*** Data provided ***

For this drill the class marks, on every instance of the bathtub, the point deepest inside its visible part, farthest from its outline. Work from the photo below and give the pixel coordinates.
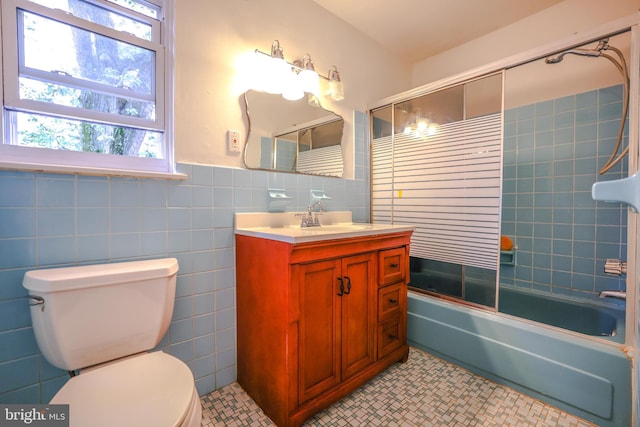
(579, 374)
(581, 317)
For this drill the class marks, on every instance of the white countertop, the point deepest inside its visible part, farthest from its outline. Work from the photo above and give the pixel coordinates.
(285, 227)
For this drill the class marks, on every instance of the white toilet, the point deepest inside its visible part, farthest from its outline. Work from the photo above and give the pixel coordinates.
(103, 320)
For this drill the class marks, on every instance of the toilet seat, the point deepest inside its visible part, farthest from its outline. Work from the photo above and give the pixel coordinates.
(153, 389)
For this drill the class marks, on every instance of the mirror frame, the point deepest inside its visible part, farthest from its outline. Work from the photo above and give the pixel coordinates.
(293, 128)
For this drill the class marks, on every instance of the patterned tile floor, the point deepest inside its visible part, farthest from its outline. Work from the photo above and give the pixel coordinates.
(425, 391)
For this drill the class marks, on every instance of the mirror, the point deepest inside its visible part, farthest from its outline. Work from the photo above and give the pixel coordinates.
(292, 136)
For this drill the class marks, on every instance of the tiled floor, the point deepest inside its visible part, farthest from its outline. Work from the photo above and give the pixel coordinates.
(425, 391)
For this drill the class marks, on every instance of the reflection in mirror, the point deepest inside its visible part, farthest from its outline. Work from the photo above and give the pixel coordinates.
(292, 136)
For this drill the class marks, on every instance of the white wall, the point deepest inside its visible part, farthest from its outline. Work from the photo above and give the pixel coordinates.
(555, 23)
(211, 35)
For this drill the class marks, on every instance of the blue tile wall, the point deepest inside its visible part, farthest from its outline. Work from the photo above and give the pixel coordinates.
(52, 220)
(553, 151)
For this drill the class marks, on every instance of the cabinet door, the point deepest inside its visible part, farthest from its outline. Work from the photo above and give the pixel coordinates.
(358, 313)
(319, 341)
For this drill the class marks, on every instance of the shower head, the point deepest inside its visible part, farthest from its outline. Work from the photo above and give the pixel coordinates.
(594, 53)
(581, 52)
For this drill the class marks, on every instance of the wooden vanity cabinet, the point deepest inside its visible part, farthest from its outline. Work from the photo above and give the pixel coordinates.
(317, 320)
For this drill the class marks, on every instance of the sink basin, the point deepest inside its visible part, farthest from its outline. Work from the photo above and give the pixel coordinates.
(286, 227)
(336, 228)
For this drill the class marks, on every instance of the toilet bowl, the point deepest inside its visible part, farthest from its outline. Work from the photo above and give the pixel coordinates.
(153, 389)
(103, 320)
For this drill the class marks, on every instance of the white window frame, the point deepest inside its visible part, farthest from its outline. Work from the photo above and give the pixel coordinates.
(32, 158)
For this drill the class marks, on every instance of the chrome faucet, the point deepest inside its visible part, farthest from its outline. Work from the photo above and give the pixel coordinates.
(613, 294)
(311, 220)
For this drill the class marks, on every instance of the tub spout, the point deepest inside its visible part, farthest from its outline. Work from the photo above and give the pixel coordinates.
(613, 294)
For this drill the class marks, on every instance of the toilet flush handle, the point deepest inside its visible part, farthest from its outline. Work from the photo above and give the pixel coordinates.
(36, 300)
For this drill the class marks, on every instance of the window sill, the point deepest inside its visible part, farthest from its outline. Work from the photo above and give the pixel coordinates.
(76, 170)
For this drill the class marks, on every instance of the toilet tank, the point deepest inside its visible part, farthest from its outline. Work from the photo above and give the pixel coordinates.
(86, 315)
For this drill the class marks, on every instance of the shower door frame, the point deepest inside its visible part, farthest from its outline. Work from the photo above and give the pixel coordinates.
(630, 23)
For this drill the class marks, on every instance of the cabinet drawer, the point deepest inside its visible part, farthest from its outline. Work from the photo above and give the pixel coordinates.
(392, 267)
(389, 302)
(390, 337)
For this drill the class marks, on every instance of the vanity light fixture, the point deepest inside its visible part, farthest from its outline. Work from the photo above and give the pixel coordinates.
(421, 126)
(292, 80)
(336, 87)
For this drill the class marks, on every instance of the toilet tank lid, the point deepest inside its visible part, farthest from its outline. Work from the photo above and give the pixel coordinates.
(67, 278)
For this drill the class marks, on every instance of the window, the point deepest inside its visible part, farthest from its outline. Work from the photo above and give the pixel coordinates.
(86, 85)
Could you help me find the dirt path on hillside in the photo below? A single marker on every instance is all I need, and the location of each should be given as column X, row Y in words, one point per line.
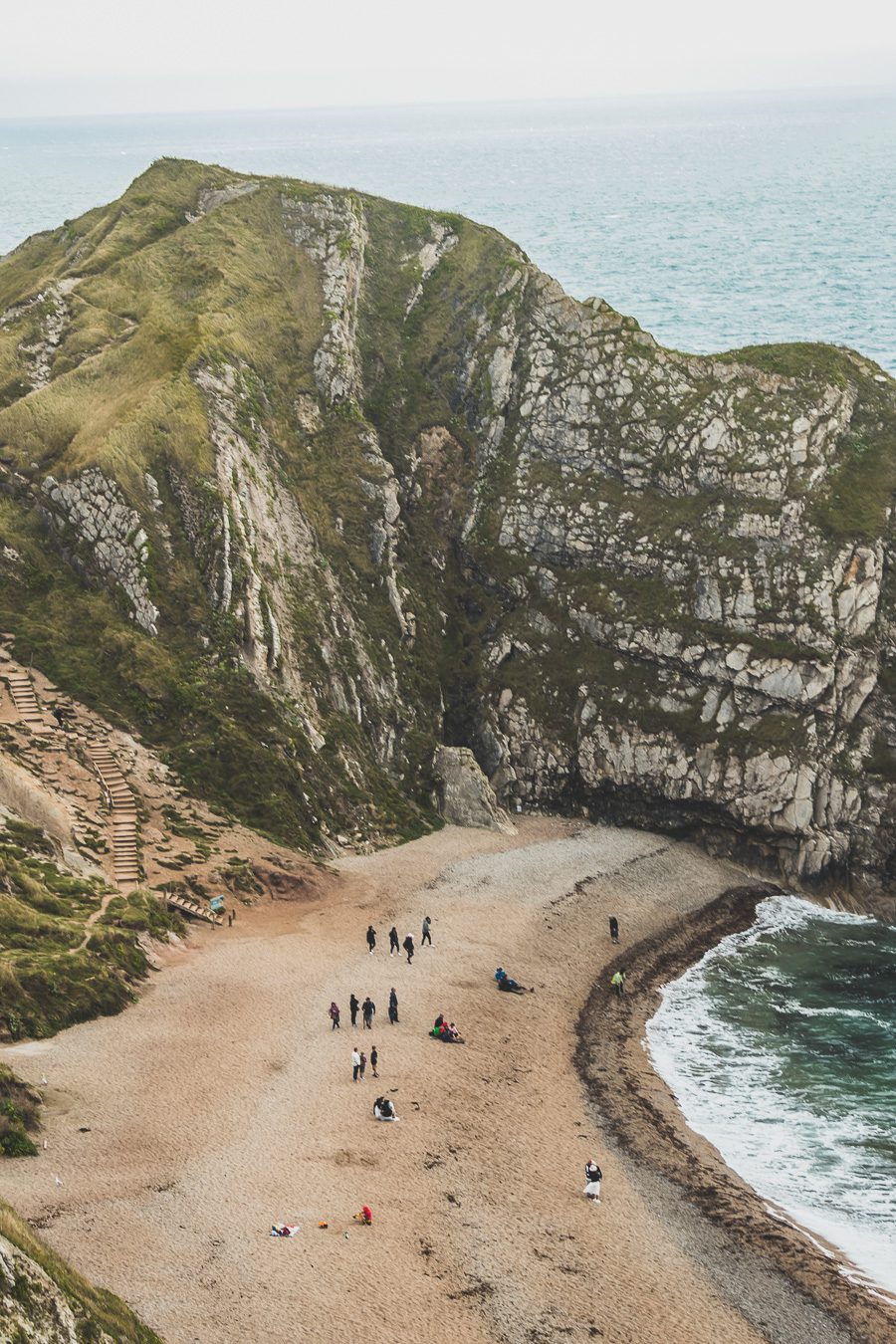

***

■ **Problem details**: Write out each entry exactly as given, omitting any picture.

■ **Response**:
For this drill the class marks, on every instance of the bathtub, the point deepest inside its visible part, farthest from its outline. Work from the photo below and give the pixel coordinates.
(579, 374)
(581, 317)
For this drill the class marks, on every instance of the white countertop, the point deepest inside its visible part, farthest from its outline. Work from the photo above and give the pixel coordinates.
(285, 227)
For this drill the class marks, on every instance of the white toilet, the point deepest inside its visible part, farthest from its outline. Work from the photo above and give the pixel coordinates.
(103, 320)
For this drill the class marks, on every instance of the toilet seat, the point deepest inside its visible part, farthest from its outline. Work from the photo above and give the pixel coordinates.
(153, 389)
For this drill the class marks, on every instance of the mirror frame, the point deepest inside its visible part, farthest from its outline. Work from the photo above and give the pixel coordinates.
(293, 128)
For this drill the class marks, on every instance of the patterned tile floor, the point deepest inside its visible part, farthest from its outline. Work from the photo above and give the pixel coordinates.
(425, 391)
For this drill the class marks, on every instance of the mirror, the point deepest inside its visible part, farthest from its outline. Work from the photo above and give the pixel coordinates.
(292, 136)
For this drill the class marks, on every instance of the tiled floor, the point deepest inside its visible part, farthest from its outline. Work from the photo above and give the pixel coordinates.
(425, 391)
For this drill the class marks, on every instance of the reflection in mirror, the point deepest inside its visible part, farthest from its outline. Work from the photo above and give the pixel coordinates.
(292, 136)
For this drill the class marks, on every instance of the white wall, the point deepest inside its visible part, farthest from its outline. Work from the photo above and give the pixel coordinates.
(555, 23)
(211, 35)
For this drill the class marks, on every instance of the blue tile wall, the point deepest inside its visible part, farthest from its outline. Work from the photo above and give the pixel coordinates.
(52, 220)
(553, 151)
For this drill the class marks, on every instance of the cabinet door, the point deepest inside its visible part, farthest from its outline. Work from the photo above and give the pixel coordinates.
(358, 313)
(319, 341)
For this drill the class marks, on every instance of the shower head, the point deepest inside its visible part, farthest from its outline. Work from the photo above and give the pixel coordinates.
(594, 53)
(581, 52)
For this drill the class marks, on every instance of the wooden vanity cabinet, the point deepest inside its visible part, farthest from its outline. Work from the photo above and give the pixel coordinates.
(317, 320)
For this drill the class marks, on every instance of the sink basin, the point deepest inside its visible part, farthest from its outline. Work from the photo above and give the pixel coordinates.
(286, 227)
(336, 228)
For this drill the class marks, on every instance of the toilet bowl, the point deepest inside its visible part, farthest from its outline. Work from the photo above and give the pixel coordinates.
(153, 389)
(103, 320)
For this drill the class marks, on every instance of the white window frame, the point deepest inside its visible part, farthest from its outline. Work from the photo above and give the pixel coordinates.
(32, 158)
For this drill the class marks, on every instance of the chrome faucet, the point deepest inside its visible part, farthest from its outline. Work from the photo above and give the pixel coordinates.
(613, 294)
(311, 220)
For this drill the class marks, on every instance of the tub spout, the point deepest inside its visible part, farthest from its outline. Work from the photo above and give the pixel coordinates.
(613, 294)
For this drill the class marks, on every instance of the toilet flush handle, the point deepest inside its visible part, farthest from its outline. Work from the photo above and give the pixel coordinates.
(36, 300)
For this drill the class marks, on every instance of the window sill, the point deepest inside its visible part, farthest from its outline. Work from the photo above and give the pixel coordinates.
(76, 170)
For this drill the class marks, on every instance of the toilet tank, the point deepest inside its visible part, farthest from its outline. Work from the photo above and give the pixel coordinates.
(86, 315)
For this drill the class marks, on every instance of the shower door frame, the point deepest inside its visible part, farthest from its outline. Work from the photo above and give the pixel coordinates.
(630, 23)
For this drill the class marks, on every instance of the cabinet drawer, the point deepest inside its visible part, farthest from its outline. Work from the photo above and give the pixel coordinates.
(392, 267)
(389, 302)
(390, 337)
For this drill the class marks, on every instance of the vanity light fixture, the point deepest inside its visible part, farthest from its outline. Work from the photo above and give the pixel coordinates.
(421, 126)
(292, 80)
(336, 87)
For this drill the class marks, on every instance of the toilet tank lid, the point deepest inside its visible part, farthest from its outline. Work from the photo above and give the pixel coordinates.
(67, 278)
For this drill the class marks, on every instance of the window, the point deepest inside its visible part, farthest from its outline. Work from the photo above and give the pixel coordinates.
(86, 85)
Could you help me find the dirt path on hillside in the photo below? A single marker on every instance is all I need, and the location of each should be given as column X, row Y in words, one point per line.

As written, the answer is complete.